:: EXERCISE ::
Go through the data and count each line that has the string "position". Give that count alone.

** Opening MATERIAL SHOWN block **

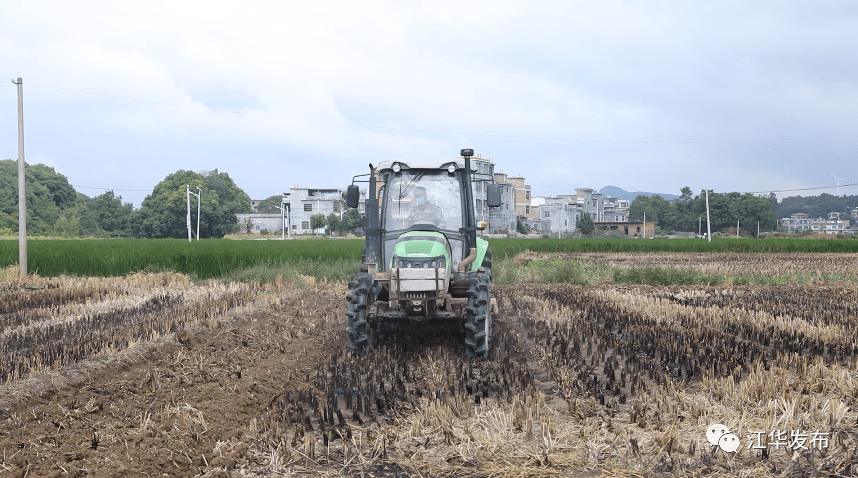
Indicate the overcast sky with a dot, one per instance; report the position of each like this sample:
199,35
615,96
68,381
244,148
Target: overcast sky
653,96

** Closing MATERIAL SHOWN block **
** Opening MATERIAL SHOWN block **

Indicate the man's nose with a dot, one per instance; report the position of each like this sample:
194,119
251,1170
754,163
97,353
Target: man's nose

** Closing MATERIAL SHOWN block **

:: SOLUTION ::
2